I don’t want to join the stampede of condemnation that followed Saturday’s result and I do not subscribe to the theory that our season is over before it’s begun, but I’ll admit to being spooked.

It would be great to put it down to a bad day at the office (the sort of bad day where you realise too late that you forgot to put your trousers on before leaving home), but the flaws we displayed had the whiff of déjà vu all over them. And that’s not the name of a new perfume from Victoria Beckham.

Familiar failings were on display, but when did they become familiar? At what point did the Rolls Royce Arsenal of Doubles, trophies and unbeaten seasons give way to today’s version: a flashy Lamborghini with a dodgy carburetor?

Looking back through recent history a lot, to me, hinges on the group of players who arrived in 2005.

▶ **SUPPLIED DATA**
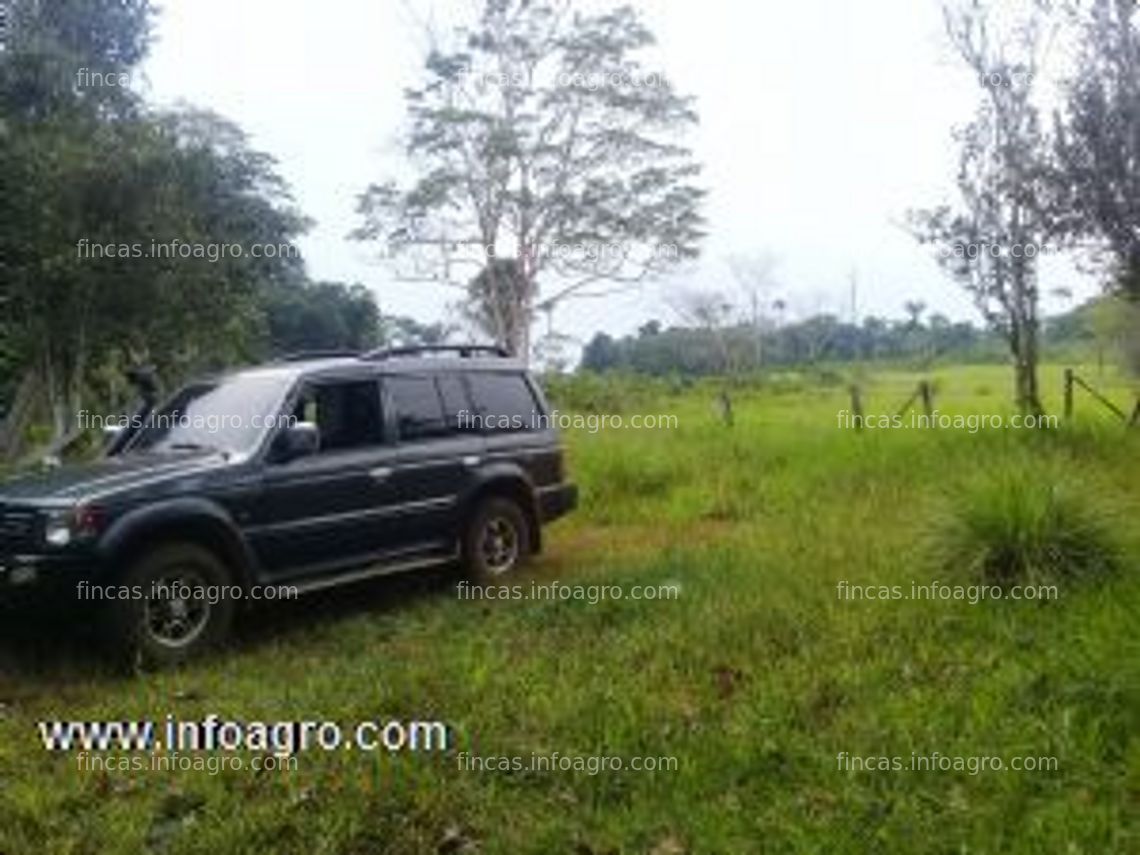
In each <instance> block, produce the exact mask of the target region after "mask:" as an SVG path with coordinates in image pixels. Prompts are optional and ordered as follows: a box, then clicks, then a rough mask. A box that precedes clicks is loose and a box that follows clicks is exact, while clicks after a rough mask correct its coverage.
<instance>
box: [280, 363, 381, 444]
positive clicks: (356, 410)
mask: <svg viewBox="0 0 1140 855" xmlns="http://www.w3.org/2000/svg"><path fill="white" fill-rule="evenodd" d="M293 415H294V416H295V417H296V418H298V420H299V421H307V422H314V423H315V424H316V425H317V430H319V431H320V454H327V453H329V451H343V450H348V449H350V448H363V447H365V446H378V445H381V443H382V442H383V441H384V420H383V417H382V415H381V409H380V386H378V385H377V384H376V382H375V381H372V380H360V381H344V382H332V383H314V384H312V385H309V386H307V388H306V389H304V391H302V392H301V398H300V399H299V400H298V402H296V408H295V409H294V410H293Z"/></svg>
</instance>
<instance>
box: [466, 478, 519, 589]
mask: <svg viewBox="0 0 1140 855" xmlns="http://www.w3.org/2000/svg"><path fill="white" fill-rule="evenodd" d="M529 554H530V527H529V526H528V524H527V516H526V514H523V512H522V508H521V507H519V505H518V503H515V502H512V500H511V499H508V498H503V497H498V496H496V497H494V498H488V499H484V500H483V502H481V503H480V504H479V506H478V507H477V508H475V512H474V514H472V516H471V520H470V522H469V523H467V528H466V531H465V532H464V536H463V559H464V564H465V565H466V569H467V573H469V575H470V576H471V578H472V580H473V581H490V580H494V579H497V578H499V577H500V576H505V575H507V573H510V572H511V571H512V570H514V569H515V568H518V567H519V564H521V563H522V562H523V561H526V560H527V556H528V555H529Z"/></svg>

...

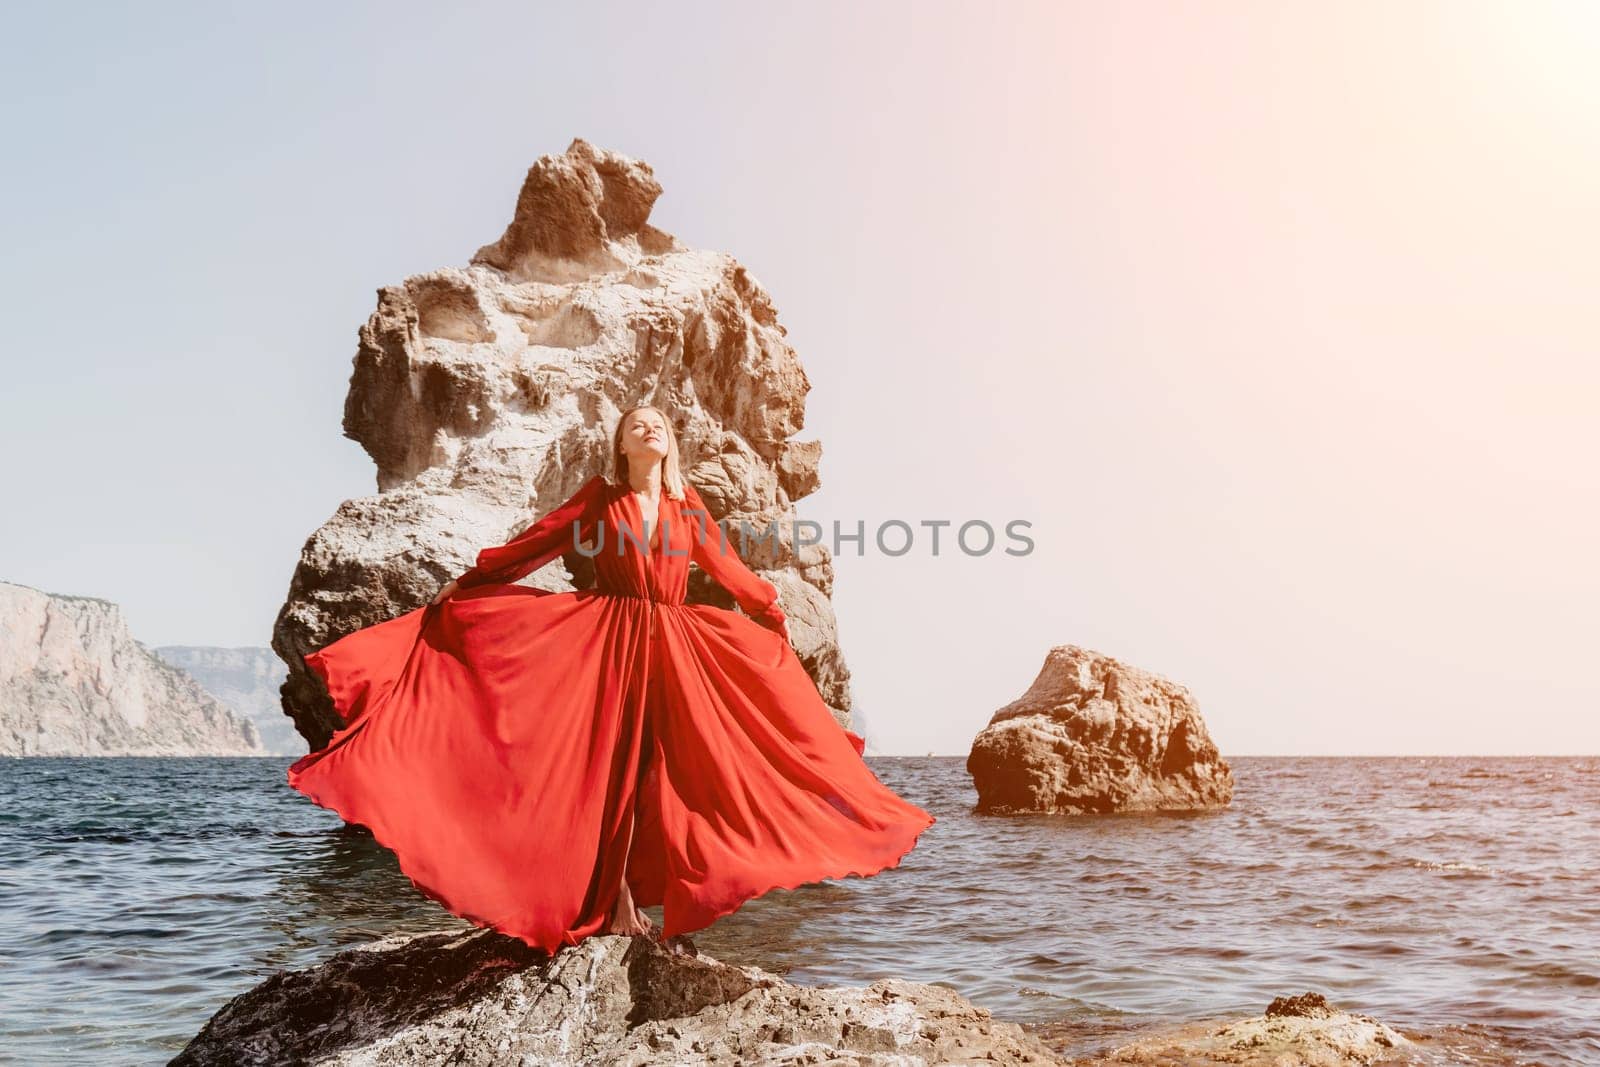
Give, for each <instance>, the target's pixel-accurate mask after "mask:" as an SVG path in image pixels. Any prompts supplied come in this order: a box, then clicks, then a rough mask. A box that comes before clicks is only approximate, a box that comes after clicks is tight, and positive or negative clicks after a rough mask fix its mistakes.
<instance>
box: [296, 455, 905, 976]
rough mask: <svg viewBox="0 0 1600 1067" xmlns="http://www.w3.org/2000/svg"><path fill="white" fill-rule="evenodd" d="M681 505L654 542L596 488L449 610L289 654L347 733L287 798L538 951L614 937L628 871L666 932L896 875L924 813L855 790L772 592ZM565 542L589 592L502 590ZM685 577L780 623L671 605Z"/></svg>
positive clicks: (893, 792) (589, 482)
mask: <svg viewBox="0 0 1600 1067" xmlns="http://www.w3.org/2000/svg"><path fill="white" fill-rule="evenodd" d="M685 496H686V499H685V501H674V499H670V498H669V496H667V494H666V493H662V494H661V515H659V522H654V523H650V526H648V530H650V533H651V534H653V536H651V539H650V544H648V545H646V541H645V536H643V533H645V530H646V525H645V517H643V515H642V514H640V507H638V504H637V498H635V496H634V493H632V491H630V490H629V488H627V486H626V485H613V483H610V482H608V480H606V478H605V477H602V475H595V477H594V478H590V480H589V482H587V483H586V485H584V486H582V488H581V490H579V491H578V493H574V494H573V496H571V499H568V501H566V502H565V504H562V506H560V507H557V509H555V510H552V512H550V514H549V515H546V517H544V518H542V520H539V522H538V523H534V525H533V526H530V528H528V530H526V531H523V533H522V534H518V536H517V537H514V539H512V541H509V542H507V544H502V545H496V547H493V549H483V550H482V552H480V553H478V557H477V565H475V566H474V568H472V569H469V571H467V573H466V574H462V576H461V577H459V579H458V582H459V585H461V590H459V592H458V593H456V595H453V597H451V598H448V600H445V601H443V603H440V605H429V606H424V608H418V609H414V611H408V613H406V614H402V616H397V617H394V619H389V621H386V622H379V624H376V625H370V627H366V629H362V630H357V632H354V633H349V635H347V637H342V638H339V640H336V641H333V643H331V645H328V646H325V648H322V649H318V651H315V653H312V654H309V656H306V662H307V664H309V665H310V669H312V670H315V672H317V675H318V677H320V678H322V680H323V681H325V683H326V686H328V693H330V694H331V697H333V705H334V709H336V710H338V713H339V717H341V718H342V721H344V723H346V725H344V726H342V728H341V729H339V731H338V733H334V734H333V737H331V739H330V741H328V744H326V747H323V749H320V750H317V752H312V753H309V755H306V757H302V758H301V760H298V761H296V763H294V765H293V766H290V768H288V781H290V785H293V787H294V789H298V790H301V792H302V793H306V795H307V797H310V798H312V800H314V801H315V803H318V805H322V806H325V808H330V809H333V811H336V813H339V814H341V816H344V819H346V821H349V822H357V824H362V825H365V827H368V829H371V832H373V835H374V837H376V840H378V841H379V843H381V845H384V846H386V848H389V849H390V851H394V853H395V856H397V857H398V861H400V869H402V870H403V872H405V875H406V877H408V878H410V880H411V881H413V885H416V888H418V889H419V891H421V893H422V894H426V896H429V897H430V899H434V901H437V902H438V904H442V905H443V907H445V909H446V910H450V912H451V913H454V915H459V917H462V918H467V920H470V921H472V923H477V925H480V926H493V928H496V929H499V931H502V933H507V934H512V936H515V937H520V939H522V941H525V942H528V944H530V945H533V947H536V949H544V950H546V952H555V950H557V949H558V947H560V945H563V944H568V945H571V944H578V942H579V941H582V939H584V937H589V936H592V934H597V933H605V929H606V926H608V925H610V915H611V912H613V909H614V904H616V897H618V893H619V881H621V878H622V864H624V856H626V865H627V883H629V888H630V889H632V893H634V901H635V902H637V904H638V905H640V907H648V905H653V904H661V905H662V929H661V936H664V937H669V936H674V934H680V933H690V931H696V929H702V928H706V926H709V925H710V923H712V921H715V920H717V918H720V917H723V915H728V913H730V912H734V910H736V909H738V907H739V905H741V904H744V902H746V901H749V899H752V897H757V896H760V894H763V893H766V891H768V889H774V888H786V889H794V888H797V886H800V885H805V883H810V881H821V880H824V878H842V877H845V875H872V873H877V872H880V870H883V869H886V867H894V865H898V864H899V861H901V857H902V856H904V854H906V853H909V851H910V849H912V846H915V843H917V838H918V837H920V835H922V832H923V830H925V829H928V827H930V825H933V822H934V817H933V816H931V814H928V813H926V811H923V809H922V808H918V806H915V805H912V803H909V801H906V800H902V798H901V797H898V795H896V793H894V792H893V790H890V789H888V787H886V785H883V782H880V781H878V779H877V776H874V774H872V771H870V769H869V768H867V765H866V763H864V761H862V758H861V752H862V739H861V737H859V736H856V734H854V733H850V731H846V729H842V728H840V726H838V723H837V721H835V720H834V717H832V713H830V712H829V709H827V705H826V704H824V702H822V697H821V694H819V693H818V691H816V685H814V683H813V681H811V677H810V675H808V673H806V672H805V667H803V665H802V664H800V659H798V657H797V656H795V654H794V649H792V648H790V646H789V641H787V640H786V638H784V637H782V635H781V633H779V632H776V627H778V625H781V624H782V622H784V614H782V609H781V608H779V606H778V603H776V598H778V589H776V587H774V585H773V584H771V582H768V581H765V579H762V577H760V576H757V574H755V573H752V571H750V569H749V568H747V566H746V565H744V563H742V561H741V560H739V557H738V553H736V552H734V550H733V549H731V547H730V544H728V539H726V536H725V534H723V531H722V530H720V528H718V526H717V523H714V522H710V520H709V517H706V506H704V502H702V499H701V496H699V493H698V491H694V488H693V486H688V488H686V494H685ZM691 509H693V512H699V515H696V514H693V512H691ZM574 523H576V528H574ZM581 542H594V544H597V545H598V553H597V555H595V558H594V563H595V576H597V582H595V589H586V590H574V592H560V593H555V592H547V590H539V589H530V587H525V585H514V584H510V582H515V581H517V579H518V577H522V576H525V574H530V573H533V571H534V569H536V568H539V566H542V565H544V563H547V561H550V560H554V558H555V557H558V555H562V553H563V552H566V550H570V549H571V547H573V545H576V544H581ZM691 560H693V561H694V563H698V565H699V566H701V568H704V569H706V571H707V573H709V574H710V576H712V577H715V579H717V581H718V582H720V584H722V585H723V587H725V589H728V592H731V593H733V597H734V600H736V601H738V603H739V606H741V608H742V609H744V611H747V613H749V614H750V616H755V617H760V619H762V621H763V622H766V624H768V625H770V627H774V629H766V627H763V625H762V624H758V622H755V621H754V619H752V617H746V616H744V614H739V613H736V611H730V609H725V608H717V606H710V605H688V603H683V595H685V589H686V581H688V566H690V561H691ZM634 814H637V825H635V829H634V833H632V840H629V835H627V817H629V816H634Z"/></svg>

▶ **STUDY QUESTIONS**
(1) Write out everything in the Arsenal column from "I don’t want" down to "arrived in 2005.", word for word.
(2) Translate this sentence from the Arsenal column into Spanish: "And that’s not the name of a new perfume from Victoria Beckham."
None of the lines after the Arsenal column are needed here.

▶ **RESPONSES BY ITEM NUMBER**
(1)
I don’t want to join the stampede of condemnation that followed Saturday’s result and I do not subscribe to the theory that our season is over before it’s begun, but I’ll admit to being spooked.

It would be great to put it down to a bad day at the office (the sort of bad day where you realise too late that you forgot to put your trousers on before leaving home), but the flaws we displayed had the whiff of déjà vu all over them. And that’s not the name of a new perfume from Victoria Beckham.

Familiar failings were on display, but when did they become familiar? At what point did the Rolls Royce Arsenal of Doubles, trophies and unbeaten seasons give way to today’s version: a flashy Lamborghini with a dodgy carburetor?

Looking back through recent history a lot, to me, hinges on the group of players who arrived in 2005.

(2) Y ese no es el nombre de un nuevo perfume de Victoria Beckham.